(Source records)
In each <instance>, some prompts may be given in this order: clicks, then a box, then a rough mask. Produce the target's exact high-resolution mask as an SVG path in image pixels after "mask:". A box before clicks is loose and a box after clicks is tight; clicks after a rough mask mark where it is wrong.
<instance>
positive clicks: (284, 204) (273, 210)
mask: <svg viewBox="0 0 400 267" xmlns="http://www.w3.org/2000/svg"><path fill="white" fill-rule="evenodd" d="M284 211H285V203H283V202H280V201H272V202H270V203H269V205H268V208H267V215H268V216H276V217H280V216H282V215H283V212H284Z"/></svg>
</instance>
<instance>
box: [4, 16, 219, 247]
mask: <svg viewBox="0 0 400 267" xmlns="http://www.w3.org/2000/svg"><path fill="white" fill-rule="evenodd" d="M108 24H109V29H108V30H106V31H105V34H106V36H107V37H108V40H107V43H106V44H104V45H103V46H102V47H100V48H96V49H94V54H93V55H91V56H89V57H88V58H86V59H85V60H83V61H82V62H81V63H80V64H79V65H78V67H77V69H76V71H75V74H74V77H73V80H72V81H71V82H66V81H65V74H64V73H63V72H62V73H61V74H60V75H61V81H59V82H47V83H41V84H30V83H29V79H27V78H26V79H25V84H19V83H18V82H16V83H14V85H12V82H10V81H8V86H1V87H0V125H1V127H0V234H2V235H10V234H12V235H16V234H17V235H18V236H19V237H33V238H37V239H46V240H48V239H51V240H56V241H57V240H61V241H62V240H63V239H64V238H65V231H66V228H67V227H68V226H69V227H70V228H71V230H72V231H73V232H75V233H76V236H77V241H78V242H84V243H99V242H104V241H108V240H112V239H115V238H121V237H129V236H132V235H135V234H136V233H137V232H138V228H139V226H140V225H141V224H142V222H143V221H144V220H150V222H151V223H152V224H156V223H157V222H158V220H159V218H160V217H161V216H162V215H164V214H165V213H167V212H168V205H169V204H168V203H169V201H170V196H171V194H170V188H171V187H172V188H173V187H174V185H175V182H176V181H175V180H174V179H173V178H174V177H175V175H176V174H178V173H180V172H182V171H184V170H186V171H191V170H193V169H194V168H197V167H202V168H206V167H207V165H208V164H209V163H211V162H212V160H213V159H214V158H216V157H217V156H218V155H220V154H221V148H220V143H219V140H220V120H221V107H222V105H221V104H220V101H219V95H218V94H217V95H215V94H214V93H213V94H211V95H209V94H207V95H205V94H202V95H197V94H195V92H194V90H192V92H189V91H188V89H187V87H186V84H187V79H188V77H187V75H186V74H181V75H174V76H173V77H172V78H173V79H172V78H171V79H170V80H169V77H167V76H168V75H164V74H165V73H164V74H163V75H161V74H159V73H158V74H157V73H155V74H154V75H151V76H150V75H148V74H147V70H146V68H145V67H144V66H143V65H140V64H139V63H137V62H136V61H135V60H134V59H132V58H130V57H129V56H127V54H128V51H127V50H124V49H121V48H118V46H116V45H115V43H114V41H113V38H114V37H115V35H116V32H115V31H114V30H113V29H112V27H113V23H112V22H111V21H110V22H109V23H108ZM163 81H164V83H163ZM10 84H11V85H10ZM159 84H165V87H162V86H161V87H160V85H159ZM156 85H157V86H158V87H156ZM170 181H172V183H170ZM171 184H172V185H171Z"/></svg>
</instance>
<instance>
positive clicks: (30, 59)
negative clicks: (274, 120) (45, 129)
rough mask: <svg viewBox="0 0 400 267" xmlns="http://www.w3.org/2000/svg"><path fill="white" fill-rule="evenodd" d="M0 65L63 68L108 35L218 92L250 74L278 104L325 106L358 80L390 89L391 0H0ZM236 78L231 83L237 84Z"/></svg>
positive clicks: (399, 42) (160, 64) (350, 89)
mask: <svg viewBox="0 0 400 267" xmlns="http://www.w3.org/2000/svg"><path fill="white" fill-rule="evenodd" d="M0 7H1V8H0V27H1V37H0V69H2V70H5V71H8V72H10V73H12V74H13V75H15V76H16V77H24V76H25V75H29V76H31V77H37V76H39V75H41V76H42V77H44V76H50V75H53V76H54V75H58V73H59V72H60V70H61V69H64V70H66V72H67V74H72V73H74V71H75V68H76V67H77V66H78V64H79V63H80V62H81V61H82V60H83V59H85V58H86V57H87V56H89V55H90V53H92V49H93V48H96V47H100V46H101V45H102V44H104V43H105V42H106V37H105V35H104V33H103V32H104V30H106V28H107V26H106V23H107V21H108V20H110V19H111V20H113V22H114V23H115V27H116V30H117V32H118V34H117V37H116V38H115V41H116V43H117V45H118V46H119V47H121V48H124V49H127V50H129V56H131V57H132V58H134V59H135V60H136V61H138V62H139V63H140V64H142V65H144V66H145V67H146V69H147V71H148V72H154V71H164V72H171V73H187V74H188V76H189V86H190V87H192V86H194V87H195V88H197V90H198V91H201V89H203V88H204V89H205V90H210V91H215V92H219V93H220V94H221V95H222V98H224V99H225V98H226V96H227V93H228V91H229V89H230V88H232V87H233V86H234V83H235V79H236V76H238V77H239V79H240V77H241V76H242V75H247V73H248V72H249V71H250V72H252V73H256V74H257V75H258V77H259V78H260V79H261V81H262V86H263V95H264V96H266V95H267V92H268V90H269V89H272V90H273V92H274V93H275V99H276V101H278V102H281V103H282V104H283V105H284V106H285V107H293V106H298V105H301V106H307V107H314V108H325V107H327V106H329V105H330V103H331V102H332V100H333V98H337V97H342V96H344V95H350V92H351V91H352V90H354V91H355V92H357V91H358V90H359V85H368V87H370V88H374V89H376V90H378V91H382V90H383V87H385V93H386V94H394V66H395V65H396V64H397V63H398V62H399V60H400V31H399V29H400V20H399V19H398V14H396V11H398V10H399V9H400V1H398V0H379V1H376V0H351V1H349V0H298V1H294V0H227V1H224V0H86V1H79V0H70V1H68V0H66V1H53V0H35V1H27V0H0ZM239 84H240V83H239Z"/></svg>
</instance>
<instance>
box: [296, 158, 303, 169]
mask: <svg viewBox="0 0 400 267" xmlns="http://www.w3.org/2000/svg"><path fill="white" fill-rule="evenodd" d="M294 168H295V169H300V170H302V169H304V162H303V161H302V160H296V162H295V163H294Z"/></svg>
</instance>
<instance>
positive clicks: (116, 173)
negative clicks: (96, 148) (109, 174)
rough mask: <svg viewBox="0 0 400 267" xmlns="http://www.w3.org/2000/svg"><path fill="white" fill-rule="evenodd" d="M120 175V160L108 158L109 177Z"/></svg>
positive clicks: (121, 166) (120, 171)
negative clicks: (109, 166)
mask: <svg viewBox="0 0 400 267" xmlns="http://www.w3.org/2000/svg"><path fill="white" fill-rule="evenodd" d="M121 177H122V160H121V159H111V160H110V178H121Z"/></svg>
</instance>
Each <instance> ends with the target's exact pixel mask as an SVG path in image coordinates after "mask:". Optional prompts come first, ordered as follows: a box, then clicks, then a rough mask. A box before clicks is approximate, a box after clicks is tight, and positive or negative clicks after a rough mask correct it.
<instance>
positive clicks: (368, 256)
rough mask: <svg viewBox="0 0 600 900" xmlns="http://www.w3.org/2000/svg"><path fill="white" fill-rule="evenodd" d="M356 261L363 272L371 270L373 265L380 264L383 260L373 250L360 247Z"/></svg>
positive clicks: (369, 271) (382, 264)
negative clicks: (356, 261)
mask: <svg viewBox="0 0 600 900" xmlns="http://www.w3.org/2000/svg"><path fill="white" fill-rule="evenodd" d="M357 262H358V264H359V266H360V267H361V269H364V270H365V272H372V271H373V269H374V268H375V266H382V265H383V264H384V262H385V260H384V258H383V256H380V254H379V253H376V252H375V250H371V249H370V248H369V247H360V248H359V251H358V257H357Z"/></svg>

Your goal — Reproduce all of the data exactly as given.

Solution for this problem —
In each <instance>, some prompts may be given in this order: clicks, then a box, then a rough mask. Produce the target's exact high-resolution mask as an SVG path in image pixels after "mask:". A box before clicks is loose and a box after clicks is tight; clicks after a rough mask mark where it is wrong.
<instance>
positive clicks: (284, 204) (273, 210)
mask: <svg viewBox="0 0 400 267" xmlns="http://www.w3.org/2000/svg"><path fill="white" fill-rule="evenodd" d="M284 211H285V203H283V202H280V201H272V202H270V203H269V205H268V208H267V215H268V216H276V217H280V216H282V215H283V212H284Z"/></svg>
</instance>
<instance>
box: [4, 16, 219, 247]
mask: <svg viewBox="0 0 400 267" xmlns="http://www.w3.org/2000/svg"><path fill="white" fill-rule="evenodd" d="M108 24H109V29H108V30H106V31H105V34H106V36H107V37H108V40H107V43H106V44H104V45H103V46H102V47H100V48H96V49H94V54H93V55H91V56H89V57H88V58H86V59H85V60H83V61H82V62H81V63H80V64H79V65H78V67H77V69H76V71H75V74H74V77H73V80H72V81H71V82H66V81H65V74H64V73H63V72H62V73H61V74H60V75H61V81H59V82H47V83H41V84H30V83H29V79H27V78H26V79H25V84H19V83H18V82H16V83H14V85H12V82H10V81H8V86H1V87H0V125H1V127H0V234H2V235H10V234H12V235H16V234H17V235H18V236H19V237H33V238H37V239H46V240H48V239H51V240H56V241H57V240H61V241H62V240H63V239H64V238H65V231H66V228H67V227H68V226H69V227H70V228H71V230H72V231H73V232H75V233H76V236H77V241H78V242H84V243H99V242H104V241H108V240H112V239H115V238H121V237H129V236H132V235H135V234H136V233H137V232H138V228H139V226H140V225H141V224H142V222H143V221H144V220H150V222H151V223H152V224H156V223H157V222H158V220H159V218H160V217H161V216H162V215H164V214H165V213H167V212H168V205H169V204H168V203H169V201H170V196H171V194H170V188H171V187H172V188H173V187H174V185H175V182H176V181H175V180H174V179H173V178H174V177H175V175H176V174H178V173H180V172H182V171H184V170H186V171H191V170H193V169H194V168H197V167H202V168H206V167H207V165H208V164H209V163H211V162H212V160H213V159H214V158H216V157H217V156H218V155H220V154H221V148H220V143H219V140H220V120H221V107H222V105H221V104H220V101H219V95H218V94H217V95H215V94H214V93H213V94H211V95H209V94H207V95H205V94H202V95H197V94H195V92H194V90H192V92H189V91H188V89H187V87H186V84H187V79H188V77H187V75H186V74H181V75H174V76H173V77H172V78H173V79H172V78H171V79H170V80H169V77H167V76H168V75H164V74H165V73H164V74H163V75H161V74H159V73H158V74H157V73H155V74H154V75H151V76H150V75H148V74H147V70H146V68H145V67H144V66H143V65H140V64H139V63H137V62H136V61H135V60H134V59H132V58H130V57H129V56H127V54H128V51H127V50H124V49H121V48H118V46H116V45H115V43H114V41H113V38H114V37H115V35H116V32H115V31H114V30H113V29H112V27H113V23H112V22H111V21H110V22H109V23H108ZM163 81H164V83H163ZM10 84H11V85H10ZM159 84H165V87H162V86H161V87H160V85H159ZM156 85H157V86H158V87H156ZM170 181H172V183H170ZM171 184H172V185H171Z"/></svg>
</instance>
<instance>
positive clicks: (30, 59)
negative clicks: (274, 120) (45, 129)
rough mask: <svg viewBox="0 0 400 267" xmlns="http://www.w3.org/2000/svg"><path fill="white" fill-rule="evenodd" d="M0 65L63 68L108 35L218 92L250 74L278 104L325 106L358 80L390 89L391 0H0ZM236 78L231 83L237 84Z"/></svg>
positive clicks: (399, 42) (160, 64) (350, 89)
mask: <svg viewBox="0 0 400 267" xmlns="http://www.w3.org/2000/svg"><path fill="white" fill-rule="evenodd" d="M0 7H1V8H0V27H1V37H0V69H2V70H5V71H8V72H10V73H12V74H13V75H15V76H16V77H24V76H25V75H29V76H31V77H37V76H39V75H41V76H42V77H44V76H50V75H53V76H54V75H58V73H59V72H60V70H61V69H64V70H66V72H67V74H72V73H74V71H75V68H76V67H77V66H78V64H79V63H80V62H81V61H82V60H83V59H85V58H86V57H87V56H89V55H90V53H92V49H93V48H96V47H100V46H101V45H102V44H104V43H105V42H106V37H105V35H104V33H103V32H104V30H106V28H107V26H106V23H107V21H108V20H110V19H111V20H113V22H114V23H115V27H116V30H117V32H118V34H117V37H116V38H115V41H116V43H117V45H118V46H119V47H121V48H124V49H127V50H129V56H131V57H132V58H134V59H135V60H136V61H138V62H139V63H140V64H142V65H144V66H145V67H146V69H147V71H148V72H154V71H164V72H171V73H187V74H188V76H189V86H190V87H192V86H194V87H195V88H197V90H198V91H201V89H203V88H204V89H205V90H210V91H215V92H219V93H220V94H221V95H222V98H224V99H225V98H226V96H227V93H228V91H229V89H230V88H232V87H233V86H234V83H235V79H236V76H238V77H239V79H240V77H241V76H242V75H247V73H248V72H249V71H250V72H252V73H256V74H257V75H258V77H259V78H260V79H261V81H262V86H263V95H264V96H266V95H267V92H268V90H269V89H272V90H273V92H274V93H275V99H276V101H278V102H281V103H282V104H283V105H284V106H285V107H293V106H298V105H301V106H307V107H314V108H325V107H327V106H329V105H330V103H331V102H332V100H333V98H337V97H342V96H344V95H350V92H351V91H352V90H354V91H355V92H357V91H358V90H359V85H368V87H370V88H374V89H376V90H378V91H382V90H383V87H385V93H386V94H394V66H395V65H396V64H397V63H398V62H399V60H400V31H399V29H400V20H399V19H398V14H396V11H398V10H399V9H400V1H398V0H379V1H376V0H351V1H349V0H298V1H294V0H227V1H224V0H86V1H79V0H70V1H68V0H66V1H53V0H35V1H27V0H0ZM239 84H240V83H239Z"/></svg>
</instance>
<instance>
box: [296, 158, 303, 169]
mask: <svg viewBox="0 0 400 267" xmlns="http://www.w3.org/2000/svg"><path fill="white" fill-rule="evenodd" d="M294 168H295V169H300V170H302V169H304V162H303V161H302V160H296V162H295V163H294Z"/></svg>
</instance>
<instance>
positive clicks: (116, 173)
negative clicks: (96, 148) (109, 174)
rough mask: <svg viewBox="0 0 400 267" xmlns="http://www.w3.org/2000/svg"><path fill="white" fill-rule="evenodd" d="M120 175V160L108 158L109 177Z"/></svg>
positive clicks: (121, 166) (120, 171)
negative clicks: (109, 166)
mask: <svg viewBox="0 0 400 267" xmlns="http://www.w3.org/2000/svg"><path fill="white" fill-rule="evenodd" d="M121 177H122V160H121V159H111V160H110V178H121Z"/></svg>
</instance>
Each <instance> ends with the target's exact pixel mask as an SVG path in image coordinates after "mask:". Optional prompts come first, ordered as follows: a box, then clicks, then a rough mask. A box before clicks is approximate, a box after clicks is tight, and positive or negative clicks after a rough mask correct it.
<instance>
positive clicks: (368, 256)
rough mask: <svg viewBox="0 0 600 900" xmlns="http://www.w3.org/2000/svg"><path fill="white" fill-rule="evenodd" d="M356 261L363 272L371 270L373 265L380 264L383 260L373 250L360 247Z"/></svg>
positive clicks: (369, 271) (382, 264)
negative clicks: (356, 261)
mask: <svg viewBox="0 0 600 900" xmlns="http://www.w3.org/2000/svg"><path fill="white" fill-rule="evenodd" d="M357 262H358V264H359V266H360V267H361V269H364V270H365V272H372V271H373V269H374V268H375V266H382V265H383V264H384V262H385V260H384V258H383V256H380V254H379V253H376V252H375V250H371V249H370V248H369V247H360V248H359V251H358V257H357Z"/></svg>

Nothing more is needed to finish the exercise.